Given task 1:
In the buildtest executor documentation, rewrite the passage between "Let’s take a" and "in any way.", inclusive, updating "arbitrary" to "custom".

Supplied text:
^^^^
Shown below is an example with one queue workq that is enabled
and started
.
1$ qstat -Q -f -F json
2{
3 "timestamp":1615924938,
4 "pbs_version":"19.0.0",
5 "pbs_server":"pbs",
6 "Queue":{
7 "workq":{
8 "queue_type":"Execution",
9 "total_jobs":0,
10 "state_count":"Transit:0 Queued:0 Held:0 Waiting:0 Running:0 Exiting:0 Begun:0 ",
11 "resources_assigned":{
12 "mem":"0kb",
13 "ncpus":0,
14 "nodect":0
15 },
16 "hasnodes":"True",
17 "enabled":"True",
18 "started":"True"
19 }
20 }
21}
PBS/Torque Executors
buildtest has support for Torque scheduler which can
be defined in the executors
section by using the torque
property. Shown below is an example configuration that defines
an executor name lbl using the queue name lbl-cluster
executors:
torque:
lbl:
queue: lbl-cluster
We will run qstat -Qf to get queue details and check if queue is enabled and started before adding executor. If queue is not enabled or started, then buildtest will mark the executor as a invalid state and will be unusable.
Shown below is a sample output of qstat -Qf
command on a PBS/Torque system which shows the queue configuration. Buildtest will parse this output to
extract queue details and compare with executor configuration.
(buildtest) adaptive50@lbl-cluster:$ qstat -Qf
Queue: lbl-cluster
queue_type = Execution
total_jobs = 0
state_count = Transit:0 Queued:0 Held:0 Waiting:0 Running:0 Exiting:0 Comp
lete:0
resources_default.nodes = 1
resources_default.walltime = 24:00:00
mtime = 1711641211
enabled = True
started = True
LSF Executors
Buildtest supports LSF scheduler
which can be defined in the executors
section. Shown below is an example configuration that declares one executor named
batch
that uses the LSF queue named batch. The lsf
property is used to define LSF executors, and the queue
property
is used to specify the LSF queue name.
executors:
lsf:
batch:
queue: batch
buildtest will run bqueues -o 'queue_name status' -json
command to get queue details to retrieve list of queues. If the queue
property specifies an invalid queue name, buildtest will raise an exception.
$ bqueues -o 'queue_name status' -json
{
"COMMAND":"bqueues",
"QUEUES":2,
"RECORDS":[
{
"QUEUE_NAME":"batch",
"STATUS":"Open:Active"
},
{
"QUEUE_NAME":"test",
"STATUS":"Open:Active"
}
]
}
Container Executor
Buildtest supports executor declaration for container based jobs. The container executor will run all associated test for the executor on the specified container image. Currently, we support docker, podman and singularity as the container platforms. We assume container runtime is installed on your system and is accessible in your $PATH.
Let’s take a look at the following container executor declaration. The top level keyword container
is used to define the container
executor which can follow any arbitrary name. We have defined two container executors named ubuntu and python that specify the
container image and platform via image
and platform
property. The description
is used for information purposes and does not
impact buildtest in any way.
You can specify the full URI to the container image which is useful if you are using a custom registry
executors:
container:
ubuntu:
image: ubuntu:20.04
platform: docker
description: submit jobs on ubuntu container
python:
image: python:3.11.0
platform: docker
description: submit jobs on python container
You can specify container runtime options via options
and bind mount via mount
property. Both properties are
are string type, for instance let’s say you want to bind mount /tmp
directory to /tmp
executors:
container:
ubuntu:
image: ubuntu:20.04
platform: docker
mount: "/tmp:/tmp"
^^^^
Given task 2:
Give again the records from their first line through the line that contains "[269,175,287,188]", inclusive.
^^^^
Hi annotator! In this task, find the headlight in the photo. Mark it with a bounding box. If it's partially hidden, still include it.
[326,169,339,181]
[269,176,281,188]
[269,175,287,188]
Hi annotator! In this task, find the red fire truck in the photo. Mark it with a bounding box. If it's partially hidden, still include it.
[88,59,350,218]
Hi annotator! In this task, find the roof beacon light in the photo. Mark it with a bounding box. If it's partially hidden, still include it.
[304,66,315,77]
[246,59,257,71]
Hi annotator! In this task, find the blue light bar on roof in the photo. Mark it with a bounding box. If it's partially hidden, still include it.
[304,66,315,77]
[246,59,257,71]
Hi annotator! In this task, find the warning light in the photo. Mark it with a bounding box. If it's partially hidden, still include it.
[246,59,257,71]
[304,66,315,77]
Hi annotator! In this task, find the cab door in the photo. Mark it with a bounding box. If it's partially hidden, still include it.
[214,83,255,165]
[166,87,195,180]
^^^^
Output 1:
Let’s take a look at the following container executor declaration. The top level keyword container
is used to define the container
executor which can follow any custom name. We have defined two container executors named ubuntu and python that specify the
container image and platform via image
and platform
property. The description
is used for information purposes and does not
impact buildtest in any way.

Output 2:
Hi annotator! In this task, find the headlight in the photo. Mark it with a bounding box. If it's partially hidden, still include it.
[326,169,339,181]
[269,176,281,188]
[269,175,287,188]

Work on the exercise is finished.